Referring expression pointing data
□ □ □

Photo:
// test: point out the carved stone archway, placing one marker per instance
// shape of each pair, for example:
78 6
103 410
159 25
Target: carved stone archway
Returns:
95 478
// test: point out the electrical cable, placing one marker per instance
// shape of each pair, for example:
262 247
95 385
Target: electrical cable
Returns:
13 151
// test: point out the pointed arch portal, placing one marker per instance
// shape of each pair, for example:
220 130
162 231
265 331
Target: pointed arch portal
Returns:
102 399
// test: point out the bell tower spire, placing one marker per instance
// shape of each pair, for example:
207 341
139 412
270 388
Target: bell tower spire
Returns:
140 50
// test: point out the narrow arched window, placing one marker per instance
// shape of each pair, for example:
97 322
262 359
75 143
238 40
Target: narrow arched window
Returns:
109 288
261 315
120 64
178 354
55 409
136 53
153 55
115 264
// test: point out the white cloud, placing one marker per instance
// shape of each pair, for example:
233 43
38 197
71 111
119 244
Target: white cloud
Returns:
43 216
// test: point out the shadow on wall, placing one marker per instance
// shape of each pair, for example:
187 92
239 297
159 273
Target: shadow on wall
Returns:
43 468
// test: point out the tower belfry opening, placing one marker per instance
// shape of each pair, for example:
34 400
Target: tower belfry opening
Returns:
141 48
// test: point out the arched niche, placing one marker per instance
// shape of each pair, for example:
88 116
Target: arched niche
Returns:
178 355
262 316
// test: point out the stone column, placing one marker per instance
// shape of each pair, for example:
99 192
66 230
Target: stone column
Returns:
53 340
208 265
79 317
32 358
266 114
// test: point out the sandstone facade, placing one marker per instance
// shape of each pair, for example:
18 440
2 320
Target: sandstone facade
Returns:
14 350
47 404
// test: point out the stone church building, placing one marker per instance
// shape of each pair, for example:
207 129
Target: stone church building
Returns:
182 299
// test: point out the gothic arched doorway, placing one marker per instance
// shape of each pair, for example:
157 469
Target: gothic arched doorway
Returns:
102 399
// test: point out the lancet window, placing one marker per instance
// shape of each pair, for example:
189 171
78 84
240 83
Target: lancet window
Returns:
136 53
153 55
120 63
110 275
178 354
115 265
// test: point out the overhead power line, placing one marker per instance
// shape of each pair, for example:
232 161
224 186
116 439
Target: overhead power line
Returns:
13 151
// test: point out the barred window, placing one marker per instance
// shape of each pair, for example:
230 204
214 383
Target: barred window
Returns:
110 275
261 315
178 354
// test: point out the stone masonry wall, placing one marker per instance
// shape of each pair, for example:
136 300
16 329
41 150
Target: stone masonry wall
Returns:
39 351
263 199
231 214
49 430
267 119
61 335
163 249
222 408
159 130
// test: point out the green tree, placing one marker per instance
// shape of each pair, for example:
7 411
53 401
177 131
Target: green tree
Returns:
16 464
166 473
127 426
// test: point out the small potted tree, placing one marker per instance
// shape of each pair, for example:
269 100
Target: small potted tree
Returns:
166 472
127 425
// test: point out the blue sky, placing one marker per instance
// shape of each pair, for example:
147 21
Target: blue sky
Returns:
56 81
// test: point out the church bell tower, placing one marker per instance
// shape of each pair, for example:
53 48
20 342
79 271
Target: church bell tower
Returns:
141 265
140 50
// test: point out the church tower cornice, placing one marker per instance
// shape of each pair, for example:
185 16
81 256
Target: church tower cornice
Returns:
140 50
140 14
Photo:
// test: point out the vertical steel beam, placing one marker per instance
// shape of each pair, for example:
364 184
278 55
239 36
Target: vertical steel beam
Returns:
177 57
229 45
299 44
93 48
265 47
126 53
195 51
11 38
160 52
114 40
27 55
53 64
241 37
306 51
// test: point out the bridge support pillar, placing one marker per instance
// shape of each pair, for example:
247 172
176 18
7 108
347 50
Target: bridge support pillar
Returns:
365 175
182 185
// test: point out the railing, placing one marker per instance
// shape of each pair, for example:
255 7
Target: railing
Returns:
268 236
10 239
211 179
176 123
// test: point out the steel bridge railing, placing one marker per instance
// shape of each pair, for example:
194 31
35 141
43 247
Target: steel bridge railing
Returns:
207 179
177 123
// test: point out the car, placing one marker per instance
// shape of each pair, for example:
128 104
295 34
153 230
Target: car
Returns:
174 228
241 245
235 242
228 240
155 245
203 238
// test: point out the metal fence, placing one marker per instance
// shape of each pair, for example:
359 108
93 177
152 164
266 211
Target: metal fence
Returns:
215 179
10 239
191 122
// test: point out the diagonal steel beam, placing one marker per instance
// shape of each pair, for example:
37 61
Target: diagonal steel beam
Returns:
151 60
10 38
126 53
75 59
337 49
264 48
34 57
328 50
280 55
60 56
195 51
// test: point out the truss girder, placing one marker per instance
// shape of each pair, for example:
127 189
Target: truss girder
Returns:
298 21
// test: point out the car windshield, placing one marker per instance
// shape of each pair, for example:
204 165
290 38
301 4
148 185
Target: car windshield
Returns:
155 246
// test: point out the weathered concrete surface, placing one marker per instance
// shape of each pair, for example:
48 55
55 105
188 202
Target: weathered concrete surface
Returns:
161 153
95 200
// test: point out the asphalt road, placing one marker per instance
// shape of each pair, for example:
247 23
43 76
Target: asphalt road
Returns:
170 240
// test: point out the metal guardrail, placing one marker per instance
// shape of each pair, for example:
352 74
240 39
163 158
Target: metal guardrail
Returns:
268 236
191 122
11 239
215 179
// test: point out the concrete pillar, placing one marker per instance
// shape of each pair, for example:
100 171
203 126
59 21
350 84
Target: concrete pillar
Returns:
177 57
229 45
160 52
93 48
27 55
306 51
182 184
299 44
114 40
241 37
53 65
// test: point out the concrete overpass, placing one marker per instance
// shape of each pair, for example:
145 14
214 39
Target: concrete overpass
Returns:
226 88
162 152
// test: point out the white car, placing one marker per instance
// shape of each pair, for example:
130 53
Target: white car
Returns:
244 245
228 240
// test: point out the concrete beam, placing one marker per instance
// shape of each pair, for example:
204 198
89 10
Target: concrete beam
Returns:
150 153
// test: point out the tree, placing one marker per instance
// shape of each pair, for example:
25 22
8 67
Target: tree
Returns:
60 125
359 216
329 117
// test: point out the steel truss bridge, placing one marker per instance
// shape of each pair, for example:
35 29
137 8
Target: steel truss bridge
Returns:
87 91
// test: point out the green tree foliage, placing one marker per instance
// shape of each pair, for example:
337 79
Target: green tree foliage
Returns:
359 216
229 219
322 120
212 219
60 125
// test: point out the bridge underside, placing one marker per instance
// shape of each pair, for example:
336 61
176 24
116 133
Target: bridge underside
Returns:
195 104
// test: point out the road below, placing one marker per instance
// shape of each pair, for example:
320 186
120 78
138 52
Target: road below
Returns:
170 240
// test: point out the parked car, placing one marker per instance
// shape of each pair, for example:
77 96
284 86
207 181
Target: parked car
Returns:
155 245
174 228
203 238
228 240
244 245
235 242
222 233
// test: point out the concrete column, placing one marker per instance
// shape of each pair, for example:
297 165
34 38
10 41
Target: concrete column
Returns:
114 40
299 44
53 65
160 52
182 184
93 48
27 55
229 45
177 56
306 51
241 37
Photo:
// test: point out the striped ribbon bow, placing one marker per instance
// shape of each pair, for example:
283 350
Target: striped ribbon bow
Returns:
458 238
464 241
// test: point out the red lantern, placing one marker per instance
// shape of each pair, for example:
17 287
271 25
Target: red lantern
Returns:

□ □ □

## [What needs to be done]
Whatever appears in the data above is to be set down exactly.

## [Expected answer]
Photo:
// test: point out the carved stone archway, placing one marker per instance
// shape of each pair, for example:
78 6
103 410
159 25
Target: carved stone archway
Returns:
95 478
// test: point out the electrical cable, placing one marker per instance
// shape of each pair, for example:
262 247
95 385
Target: electrical cable
Returns:
13 151
// test: point out the pointed arch portal, placing one marker per instance
// shape of each pair, for example:
220 130
162 231
265 331
Target: pointed arch portal
Returns:
102 399
// test: point out the bell tower spire, placing one marker per instance
// shape of each pair, for example:
207 341
139 412
270 388
Target: bell tower spire
Returns:
140 50
// test: point out the narrow arched window, placing one marker per instance
// shape of each pair, for example:
97 322
262 359
75 143
238 40
Target: narrow arched window
Returns:
109 288
261 315
120 64
178 354
55 409
136 53
153 55
115 264
// test: point out the white cloud, placing one marker per instance
// shape of each pair, for example:
233 43
38 197
71 111
119 244
Target: white cloud
Returns:
43 216
// test: point out the shadow on wall, placing one marker per instance
// shape of each pair, for example:
187 92
239 297
159 273
Target: shadow on wall
Returns:
43 468
// test: point out the tower belfry opening, placing one marker per instance
// shape of each pair, for example:
34 400
Target: tower belfry opening
Returns:
141 48
// test: point out the arched niche, placing one marker per instance
// shape of each pair, for example:
88 116
Target: arched niche
Returns:
178 355
262 316
// test: point out the stone column, placing one marker per instance
// shape of each pair, for example:
99 192
66 230
Target: stone column
Returns:
53 340
208 265
79 317
32 358
266 114
// test: point out the sandstone facade, placing one marker per instance
// shape of each pair, for example:
18 440
2 320
Target: sandstone facade
Returns:
14 350
47 404
// test: point out the stone church building, placing one marker per instance
// shape of each pair, for example:
207 129
Target: stone church building
Returns:
182 299
// test: point out the gothic arched doorway, placing one marker per instance
// shape of each pair, for example:
157 469
Target: gothic arched doorway
Returns:
102 399
// test: point out the lancet window, placing one marker per instance
// shape of each pair, for example:
189 171
78 84
240 83
Target: lancet window
Returns:
136 53
153 55
120 63
110 275
178 354
115 265
// test: point out the overhead power line, placing one marker per instance
// shape of each pair, for example:
232 161
224 186
116 439
Target: overhead power line
Returns:
13 151
// test: point out the barred window, placing one marker per instance
// shape of each pair, for example:
230 204
214 383
Target: barred window
Returns:
110 275
261 315
178 354
// test: point out the stone masonry wall, placing one marker per instance
// shape of each pair, for example:
136 300
16 329
41 150
Target: stone masonry wall
Returns:
39 351
263 199
231 214
49 430
267 119
61 335
163 249
222 408
159 130
// test: point out the green tree, placing one marker per instance
// shape of each pair, for example:
7 411
53 401
177 131
Target: green tree
Returns:
16 464
166 473
127 426
// test: point out the small potted tree, placing one marker per instance
// shape of each pair, for example:
269 100
Target: small potted tree
Returns:
166 472
127 425
// test: point out the blue sky, placing one marker per instance
// shape of each pair, for example:
147 21
Target: blue sky
Returns:
56 81
// test: point out the church bell tower, placing one marker per instance
// shape of each pair, for example:
53 48
20 342
79 271
Target: church bell tower
Returns:
141 265
140 50
// test: point out the church tower cornice, placing one marker per instance
// shape of each pair, for example:
185 16
81 256
Target: church tower cornice
Returns:
140 50
140 14
Photo:
// test: point out the vertical steel beam, placing one marker per instance
// shape of each pair, for example:
364 184
278 55
239 36
Target: vertical steel beam
Returns:
177 57
229 45
299 44
93 48
265 47
126 53
195 51
11 38
160 52
114 40
27 55
53 64
241 37
306 51
// test: point out the bridge support pillar, placing one marker per instance
// shape of each pair, for example:
247 172
176 18
7 108
347 50
Target: bridge support pillar
Returns:
365 175
182 185
// test: point out the railing, placing one marker per instance
// shape of each pair, for example:
255 7
Target: railing
Returns:
268 236
10 239
211 179
176 123
// test: point out the steel bridge railing, placing one marker per instance
// shape of each pair, for example:
194 31
35 141
43 247
Target: steel bridge railing
Returns:
207 179
177 123
// test: point out the car, placing one marker per instance
// shape of each pair, for example:
128 104
295 34
153 230
Target: car
Returns:
174 228
241 245
235 242
228 240
155 245
203 238
// test: point out the metal fence, placing one marker per instance
// shape of each pair, for example:
359 108
93 177
152 164
266 211
Target: metal fence
Returns:
215 179
10 239
191 122
// test: point out the diagonal steel beam, placing one marker per instance
// shape of each pair, for example:
37 61
Target: diagonal steel beam
Returns:
151 60
10 38
126 53
75 59
337 49
264 48
34 57
328 50
280 55
60 56
195 51
// test: point out the truss girder, placing one marker per instance
// shape of each pair, for example:
127 189
Target: truss girder
Returns:
298 21
// test: point out the car windshield, placing one marker per instance
// shape of each pair, for example:
204 165
290 38
301 4
148 185
Target: car windshield
Returns:
155 246
// test: point out the weathered concrete surface, placing one marker per instance
// shape of each pair, for example:
48 55
55 105
188 202
Target: weathered concrete surface
Returns:
161 153
95 200
// test: point out the asphalt road, placing one marker per instance
// shape of each pair, for example:
247 23
43 76
Target: asphalt road
Returns:
170 240
// test: point out the metal guardrail, placing one marker per instance
// shape of each pair, for example:
352 74
240 39
163 158
Target: metal guardrail
Returns:
268 236
191 122
11 239
215 179
// test: point out the concrete pillar, placing one marker per instance
// shape of each pair, for example:
100 171
203 126
59 21
350 84
Target: concrete pillar
Returns:
177 57
229 45
160 52
93 48
27 55
306 51
182 184
299 44
114 40
241 37
53 65
// test: point out the concrete overpass, placing one marker per instance
// shape of each pair, for example:
145 14
214 39
Target: concrete overpass
Returns:
226 88
162 152
// test: point out the white car, placing one marker per instance
// shape of each pair, for example:
130 53
Target: white car
Returns:
244 245
228 240
// test: point out the concrete beam, placing one marker per instance
// shape of each pair, for example:
204 198
89 10
Target: concrete beam
Returns:
150 153
// test: point out the tree, placing one marker per instance
// shape of each pair, for example:
25 22
8 67
Target: tree
Returns:
60 125
359 216
329 117
// test: point out the steel truss bridge, placing one marker per instance
// shape of each pair, for example:
35 29
137 8
Target: steel truss bridge
Returns:
87 91
// test: point out the green tree foliage, placing one marker per instance
// shape of each pair, for example:
337 79
Target: green tree foliage
Returns:
359 216
229 219
322 120
212 219
60 125
// test: point out the bridge underside, placing one marker per instance
// shape of each pair, for example:
336 61
176 24
116 133
Target: bridge underside
Returns:
195 104
// test: point out the road below, placing one marker per instance
// shape of each pair, for example:
320 186
120 78
138 52
Target: road below
Returns:
170 240
// test: point out the parked car, placing one marker per instance
// shape of each pair, for example:
77 96
284 86
207 181
Target: parked car
Returns:
155 245
174 228
203 238
228 240
244 245
235 242
222 233
// test: point out the concrete column, placing one marker per instance
// shape of each pair, for example:
297 165
34 38
10 41
Target: concrete column
Returns:
114 40
299 44
53 65
160 52
182 184
93 48
27 55
229 45
177 56
306 51
241 37
Photo:
// test: point out the striped ribbon bow, placing one marker per instance
// shape of each pair, for example:
283 350
Target: striped ribbon bow
Returns:
458 238
464 241
// test: point out the red lantern, placing one marker per instance
// shape of each pair, for example:
17 287
271 25
Target: red lantern
Returns:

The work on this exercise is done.